LISTED RECORDS>
Content starts
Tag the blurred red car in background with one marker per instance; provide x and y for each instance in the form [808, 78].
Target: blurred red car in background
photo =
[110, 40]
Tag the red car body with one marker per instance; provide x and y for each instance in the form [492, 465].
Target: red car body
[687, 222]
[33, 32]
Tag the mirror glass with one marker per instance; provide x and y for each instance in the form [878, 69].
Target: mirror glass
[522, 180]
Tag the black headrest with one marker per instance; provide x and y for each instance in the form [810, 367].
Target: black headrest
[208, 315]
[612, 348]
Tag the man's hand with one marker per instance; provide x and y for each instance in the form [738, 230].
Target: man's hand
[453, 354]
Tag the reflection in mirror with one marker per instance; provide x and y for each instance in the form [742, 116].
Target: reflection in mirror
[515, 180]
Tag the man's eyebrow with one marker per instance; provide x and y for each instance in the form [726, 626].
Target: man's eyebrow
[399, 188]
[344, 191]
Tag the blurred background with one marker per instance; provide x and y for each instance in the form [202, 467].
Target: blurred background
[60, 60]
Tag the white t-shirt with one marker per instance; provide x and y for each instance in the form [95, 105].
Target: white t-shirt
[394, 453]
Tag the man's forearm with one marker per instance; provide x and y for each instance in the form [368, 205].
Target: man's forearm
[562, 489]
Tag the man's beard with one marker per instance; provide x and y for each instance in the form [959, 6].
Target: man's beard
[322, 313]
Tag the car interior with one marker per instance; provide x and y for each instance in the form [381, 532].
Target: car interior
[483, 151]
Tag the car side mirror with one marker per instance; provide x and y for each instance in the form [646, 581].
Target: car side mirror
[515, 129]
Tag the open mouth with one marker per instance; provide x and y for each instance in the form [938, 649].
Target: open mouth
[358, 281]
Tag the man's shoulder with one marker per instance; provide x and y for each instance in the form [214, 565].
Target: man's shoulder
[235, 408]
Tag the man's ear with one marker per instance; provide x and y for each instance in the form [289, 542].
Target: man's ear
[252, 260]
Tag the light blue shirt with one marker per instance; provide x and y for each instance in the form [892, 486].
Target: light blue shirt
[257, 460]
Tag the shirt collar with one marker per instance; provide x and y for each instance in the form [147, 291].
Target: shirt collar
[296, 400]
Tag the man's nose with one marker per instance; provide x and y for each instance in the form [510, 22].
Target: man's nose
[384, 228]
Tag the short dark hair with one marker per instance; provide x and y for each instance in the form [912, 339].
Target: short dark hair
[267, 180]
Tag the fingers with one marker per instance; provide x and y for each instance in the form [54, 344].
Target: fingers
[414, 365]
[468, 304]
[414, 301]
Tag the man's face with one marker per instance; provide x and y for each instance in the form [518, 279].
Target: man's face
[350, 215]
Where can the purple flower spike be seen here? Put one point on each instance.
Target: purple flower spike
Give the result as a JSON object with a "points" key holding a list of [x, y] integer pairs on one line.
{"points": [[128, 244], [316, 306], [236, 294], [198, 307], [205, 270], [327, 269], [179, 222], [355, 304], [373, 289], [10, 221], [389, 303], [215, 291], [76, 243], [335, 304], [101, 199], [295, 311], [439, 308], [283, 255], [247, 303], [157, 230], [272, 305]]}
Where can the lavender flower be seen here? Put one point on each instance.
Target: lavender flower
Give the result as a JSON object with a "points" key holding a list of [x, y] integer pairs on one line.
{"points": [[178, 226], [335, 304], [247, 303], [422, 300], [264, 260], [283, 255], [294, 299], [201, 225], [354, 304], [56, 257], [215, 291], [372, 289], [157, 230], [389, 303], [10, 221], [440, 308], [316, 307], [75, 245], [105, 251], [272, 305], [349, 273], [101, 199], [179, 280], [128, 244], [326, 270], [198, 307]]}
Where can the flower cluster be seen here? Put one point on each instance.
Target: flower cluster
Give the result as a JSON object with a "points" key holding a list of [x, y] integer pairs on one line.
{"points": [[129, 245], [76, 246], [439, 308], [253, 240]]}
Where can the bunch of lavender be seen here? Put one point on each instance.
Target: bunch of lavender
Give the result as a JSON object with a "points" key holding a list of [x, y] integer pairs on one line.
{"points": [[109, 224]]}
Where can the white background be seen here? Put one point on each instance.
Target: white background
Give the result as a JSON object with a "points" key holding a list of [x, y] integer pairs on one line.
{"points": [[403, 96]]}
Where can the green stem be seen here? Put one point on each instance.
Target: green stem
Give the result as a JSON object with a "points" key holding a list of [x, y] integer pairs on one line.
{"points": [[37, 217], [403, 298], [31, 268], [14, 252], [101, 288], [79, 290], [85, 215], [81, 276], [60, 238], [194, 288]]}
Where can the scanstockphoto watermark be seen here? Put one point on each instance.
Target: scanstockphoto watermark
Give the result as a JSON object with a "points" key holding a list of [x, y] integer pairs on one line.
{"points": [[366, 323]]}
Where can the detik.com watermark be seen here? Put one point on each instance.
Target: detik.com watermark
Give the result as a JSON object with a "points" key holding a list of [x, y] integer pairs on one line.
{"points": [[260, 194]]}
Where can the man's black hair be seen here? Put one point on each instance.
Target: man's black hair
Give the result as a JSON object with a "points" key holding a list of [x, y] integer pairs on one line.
Content ends
INSTRUCTIONS TO FOLLOW>
The lines that contain the word "Where" are wanted; copy each of them from the records.

WRITTEN ANSWER>
Where can the purple flower spike be seen here? Put one point on each instance.
Where can the lavender flower be seen here? Put one point on each instance.
Where can the flower cluster be seen here? Put one point on each instance.
Where can the bunch of lavender be seen here? Put one point on each instance.
Where can the white background be seen here? Put one point on each instance.
Where can the green stem be seen here? Put one point on each instance.
Where can the scanstockphoto watermark be seen here? Put one point on each instance.
Where can the detik.com watermark be seen here? Put one point on each instance.
Where can the man's black hair be seen here? Put one point on each instance.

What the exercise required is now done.